## Begin EXERCISE INPUTS
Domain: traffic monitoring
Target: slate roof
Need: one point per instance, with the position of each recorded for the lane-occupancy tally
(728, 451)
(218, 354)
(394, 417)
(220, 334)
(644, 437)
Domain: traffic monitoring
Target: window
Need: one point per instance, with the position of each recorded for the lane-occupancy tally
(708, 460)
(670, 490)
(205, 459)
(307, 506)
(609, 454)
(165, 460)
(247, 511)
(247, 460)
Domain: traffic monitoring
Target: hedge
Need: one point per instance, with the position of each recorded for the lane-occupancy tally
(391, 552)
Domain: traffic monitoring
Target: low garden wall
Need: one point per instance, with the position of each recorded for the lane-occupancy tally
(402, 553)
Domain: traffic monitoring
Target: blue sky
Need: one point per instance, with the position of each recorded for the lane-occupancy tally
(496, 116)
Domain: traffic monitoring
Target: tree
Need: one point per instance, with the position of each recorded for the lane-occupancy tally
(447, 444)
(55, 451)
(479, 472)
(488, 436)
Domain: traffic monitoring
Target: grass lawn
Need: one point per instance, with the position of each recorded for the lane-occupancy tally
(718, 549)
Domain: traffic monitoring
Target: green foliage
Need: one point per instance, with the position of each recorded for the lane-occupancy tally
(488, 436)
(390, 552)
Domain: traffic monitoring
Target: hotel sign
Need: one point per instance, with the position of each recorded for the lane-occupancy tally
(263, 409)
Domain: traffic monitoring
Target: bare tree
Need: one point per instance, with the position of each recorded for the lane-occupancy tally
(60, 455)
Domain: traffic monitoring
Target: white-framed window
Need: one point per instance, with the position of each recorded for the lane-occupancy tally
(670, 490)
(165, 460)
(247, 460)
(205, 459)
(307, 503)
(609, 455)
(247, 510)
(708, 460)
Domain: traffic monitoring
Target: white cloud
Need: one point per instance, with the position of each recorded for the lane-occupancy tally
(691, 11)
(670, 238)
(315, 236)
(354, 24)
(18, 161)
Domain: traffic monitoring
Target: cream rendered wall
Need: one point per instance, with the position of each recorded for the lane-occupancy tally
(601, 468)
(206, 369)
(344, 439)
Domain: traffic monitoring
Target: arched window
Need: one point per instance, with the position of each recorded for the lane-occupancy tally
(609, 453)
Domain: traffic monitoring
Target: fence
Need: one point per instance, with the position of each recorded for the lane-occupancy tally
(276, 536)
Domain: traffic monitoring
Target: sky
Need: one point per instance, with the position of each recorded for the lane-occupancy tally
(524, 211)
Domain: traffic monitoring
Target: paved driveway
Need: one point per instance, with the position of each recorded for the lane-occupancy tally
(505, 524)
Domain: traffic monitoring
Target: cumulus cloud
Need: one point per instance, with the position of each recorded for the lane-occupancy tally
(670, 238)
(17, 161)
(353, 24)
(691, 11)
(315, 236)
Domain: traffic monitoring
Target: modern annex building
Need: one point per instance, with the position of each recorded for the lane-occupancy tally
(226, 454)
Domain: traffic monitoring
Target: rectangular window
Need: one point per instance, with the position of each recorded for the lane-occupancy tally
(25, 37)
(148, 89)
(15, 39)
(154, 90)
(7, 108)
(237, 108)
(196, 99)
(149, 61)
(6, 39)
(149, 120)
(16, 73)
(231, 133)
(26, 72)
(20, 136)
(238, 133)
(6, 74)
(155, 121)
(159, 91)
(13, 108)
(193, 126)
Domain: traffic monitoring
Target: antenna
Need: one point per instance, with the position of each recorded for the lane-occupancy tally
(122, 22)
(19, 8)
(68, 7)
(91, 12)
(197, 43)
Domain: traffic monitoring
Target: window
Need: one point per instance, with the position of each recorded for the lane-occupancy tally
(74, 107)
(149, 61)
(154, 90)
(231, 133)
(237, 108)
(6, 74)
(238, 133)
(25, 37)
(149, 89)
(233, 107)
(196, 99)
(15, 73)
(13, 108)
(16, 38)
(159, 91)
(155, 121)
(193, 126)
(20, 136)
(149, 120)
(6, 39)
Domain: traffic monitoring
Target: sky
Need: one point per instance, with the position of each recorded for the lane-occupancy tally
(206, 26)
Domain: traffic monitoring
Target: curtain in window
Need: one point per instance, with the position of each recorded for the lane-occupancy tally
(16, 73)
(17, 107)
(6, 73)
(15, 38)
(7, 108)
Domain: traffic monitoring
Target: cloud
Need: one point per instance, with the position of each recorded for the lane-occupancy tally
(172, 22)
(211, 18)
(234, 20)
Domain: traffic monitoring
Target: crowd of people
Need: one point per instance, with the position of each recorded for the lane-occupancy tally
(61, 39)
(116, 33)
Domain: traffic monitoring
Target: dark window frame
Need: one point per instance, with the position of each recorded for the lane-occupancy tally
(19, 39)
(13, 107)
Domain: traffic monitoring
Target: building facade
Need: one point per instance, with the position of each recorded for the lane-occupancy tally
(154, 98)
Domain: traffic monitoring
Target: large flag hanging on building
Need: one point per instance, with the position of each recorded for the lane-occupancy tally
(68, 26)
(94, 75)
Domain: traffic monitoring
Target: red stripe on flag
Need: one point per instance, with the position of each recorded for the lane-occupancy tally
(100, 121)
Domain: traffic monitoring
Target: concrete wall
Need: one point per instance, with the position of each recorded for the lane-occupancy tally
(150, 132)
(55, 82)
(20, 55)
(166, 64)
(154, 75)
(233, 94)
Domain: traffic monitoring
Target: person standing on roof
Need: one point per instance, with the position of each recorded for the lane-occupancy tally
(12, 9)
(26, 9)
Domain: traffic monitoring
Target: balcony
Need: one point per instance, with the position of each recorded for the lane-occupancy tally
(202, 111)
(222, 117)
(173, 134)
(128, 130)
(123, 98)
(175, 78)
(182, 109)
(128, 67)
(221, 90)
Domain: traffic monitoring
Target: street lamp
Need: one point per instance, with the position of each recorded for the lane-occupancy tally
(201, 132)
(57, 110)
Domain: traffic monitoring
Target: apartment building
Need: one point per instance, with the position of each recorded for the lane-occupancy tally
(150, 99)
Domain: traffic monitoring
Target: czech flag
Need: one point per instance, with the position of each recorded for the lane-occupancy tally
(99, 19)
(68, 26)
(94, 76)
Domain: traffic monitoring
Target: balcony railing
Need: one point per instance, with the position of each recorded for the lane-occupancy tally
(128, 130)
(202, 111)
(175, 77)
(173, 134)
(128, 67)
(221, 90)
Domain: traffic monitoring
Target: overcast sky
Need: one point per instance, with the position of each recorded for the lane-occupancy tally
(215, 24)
## End EXERCISE INPUTS
> TASK BRIEF
Every record should be repeated exactly; please leave none out.

> TASK RESULT
Domain: traffic monitoring
Target: slate roof
Need: one point per instance, with the position of each recorded for the lane-occupancy tally
(728, 451)
(218, 354)
(394, 417)
(220, 334)
(644, 437)
Domain: traffic monitoring
Target: window
Need: one point per instance, with the position of each recorded for the lane-occupancy tally
(708, 460)
(670, 490)
(205, 459)
(307, 506)
(609, 454)
(165, 460)
(247, 511)
(247, 460)
Domain: traffic monitoring
Target: hedge
Need: one point per instance, with the position of each recorded for the lane-occupancy tally
(391, 552)
Domain: traffic monitoring
Target: low garden wall
Need: one point per instance, with the position of each recorded for the lane-occupancy tally
(402, 553)
Domain: traffic monitoring
Target: blue sky
Need: one point per instance, with the position of each recorded for the lane-occupancy tally
(496, 116)
Domain: traffic monitoring
Target: tree
Need: one point per instance, with the position of each recorded for the lane-occupancy tally
(447, 444)
(55, 451)
(479, 472)
(488, 436)
Domain: traffic monitoring
Target: grass lawn
Need: one point per instance, with the position of each recorded for the lane-occupancy tally
(718, 549)
Domain: traffic monitoring
Target: green foliage
Need: one point per instance, with the position of each recorded for the lane-occupancy tally
(488, 436)
(390, 552)
Domain: traffic monitoring
Target: hotel sign
Need: one point per instance, with the position of each recorded for the lane-occupancy tally
(263, 409)
Domain: traffic monitoring
Target: bare tree
Need: one point per instance, with the position of each recorded for the lane-occupancy tally
(60, 455)
Domain: traffic monitoring
Target: white-framed window
Need: one point per instance, with the position of each recorded for the lane-occupancy tally
(670, 490)
(165, 460)
(247, 460)
(205, 459)
(307, 503)
(609, 455)
(247, 510)
(708, 460)
Domain: traffic monitoring
Target: white cloud
Need: one point per instance, with the position of each recorded for the lane-occupancy tally
(691, 11)
(670, 238)
(315, 236)
(354, 24)
(18, 161)
Domain: traffic monitoring
Target: cream rendered wall
Need: one point per instance, with the position of each recorded for the lane-occupancy tally
(601, 468)
(206, 369)
(344, 439)
Domain: traffic monitoring
Target: arched window
Need: one point per instance, with the position of each recorded for the lane-occupancy tally
(609, 453)
Domain: traffic monitoring
Target: fence
Need: one point per instance, with the position of each recorded for the lane-occupancy tally
(276, 536)
Domain: traffic monitoring
Target: sky
Need: one point per instance, with the position of each recorded for the lane-occupancy tally
(524, 211)
Domain: traffic monitoring
Target: paved driveway
Need: one point per instance, with the position of each recorded for the lane-occupancy tally
(505, 524)
Domain: traffic monitoring
Target: cumulus cloud
Need: one point per instance, with the position of each recorded for the lane-occupancy tally
(670, 238)
(17, 161)
(353, 24)
(691, 11)
(315, 236)
Domain: traffic monitoring
Target: modern annex building
Need: one point per instance, with the position of each recorded for the lane-occupancy tally
(226, 454)
Domain: traffic monitoring
Target: rectangular window
Need: one point per instance, with the position of each recorded for the lane-occupancy tally
(25, 37)
(148, 89)
(15, 39)
(154, 90)
(7, 108)
(237, 108)
(196, 99)
(149, 61)
(6, 39)
(149, 120)
(16, 73)
(231, 133)
(26, 72)
(20, 136)
(238, 133)
(6, 74)
(155, 121)
(159, 91)
(13, 108)
(193, 126)
Domain: traffic monitoring
Target: antenna
Need: one point per instance, with the position of each recorded for the lane-occupancy tally
(122, 22)
(19, 8)
(68, 7)
(91, 12)
(197, 43)
Domain: traffic monitoring
Target: window
Need: one point per instance, with the position of each recorded for the lane-occupancy tally
(74, 107)
(149, 61)
(154, 90)
(231, 133)
(237, 108)
(6, 74)
(238, 133)
(25, 37)
(149, 89)
(233, 107)
(196, 99)
(15, 73)
(13, 108)
(16, 38)
(159, 91)
(155, 121)
(193, 126)
(20, 136)
(149, 120)
(6, 39)
Domain: traffic monitoring
Target: sky
Need: one point per instance, with the position of each recorded for the lane-occupancy tally
(206, 26)
Domain: traffic monitoring
Target: curtain in window
Need: one point per instance, with the position of each recorded for the lane-occupancy tally
(16, 73)
(17, 107)
(6, 73)
(15, 38)
(7, 108)
Domain: traffic monitoring
Target: cloud
Need: one point per instance, with the position of each recorded for the lane-occupancy tally
(172, 22)
(211, 18)
(234, 20)
Domain: traffic monitoring
Target: crowd of people
Need: one point per instance, with the position of each recorded for the lane-occupancy tally
(61, 39)
(116, 33)
Domain: traffic monitoring
Target: dark window frame
Need: one point per instance, with the position of each recorded for the lane-occupancy tally
(19, 39)
(13, 107)
Domain: traffic monitoring
Target: building facade
Need: one point per instance, with the position of each recorded for the lane-occupancy tally
(154, 98)
Domain: traffic monitoring
Target: large flag hanging on building
Need: one point per instance, with the position of each recorded for the lane-occupancy tally
(68, 26)
(94, 75)
Domain: traffic monitoring
Target: red stripe on flag
Need: one point per instance, with the position of each recorded for the lane-occupancy tally
(100, 121)
Domain: traffic monitoring
Target: concrete wall
Need: one point per instance, with the position of each recorded for the lane-occupancy tally
(150, 132)
(55, 82)
(20, 55)
(166, 64)
(154, 75)
(233, 94)
Domain: traffic monitoring
Target: person standing on roof
Need: one point per instance, with the position of each recorded for the lane-occupancy tally
(12, 9)
(26, 9)
Domain: traffic monitoring
Target: balcony
Need: one point per instance, with the position of each recorded for the lane-occupancy tally
(202, 111)
(222, 117)
(173, 134)
(128, 130)
(123, 98)
(175, 78)
(182, 109)
(128, 67)
(221, 90)
Domain: traffic monitoring
Target: street lamp
Need: one point per instance, with the position of each recorded for the lane-occupancy tally
(201, 132)
(57, 110)
Domain: traffic monitoring
Target: apartment building
Need: one point per instance, with the position of each recorded for the lane-occupancy tally
(150, 99)
Domain: traffic monitoring
Target: czech flag
Need: one point per instance, with the position of each recorded for the lane-occupancy tally
(99, 19)
(68, 26)
(94, 76)
Domain: traffic monitoring
Target: balcony railing
Need: one point per instance, with the position of each recorded for the lane-occupancy tally
(128, 130)
(202, 111)
(175, 77)
(173, 134)
(128, 67)
(221, 90)
Domain: traffic monitoring
Target: overcast sky
Need: one point per instance, with the position of each recorded for the lane-occupancy tally
(215, 24)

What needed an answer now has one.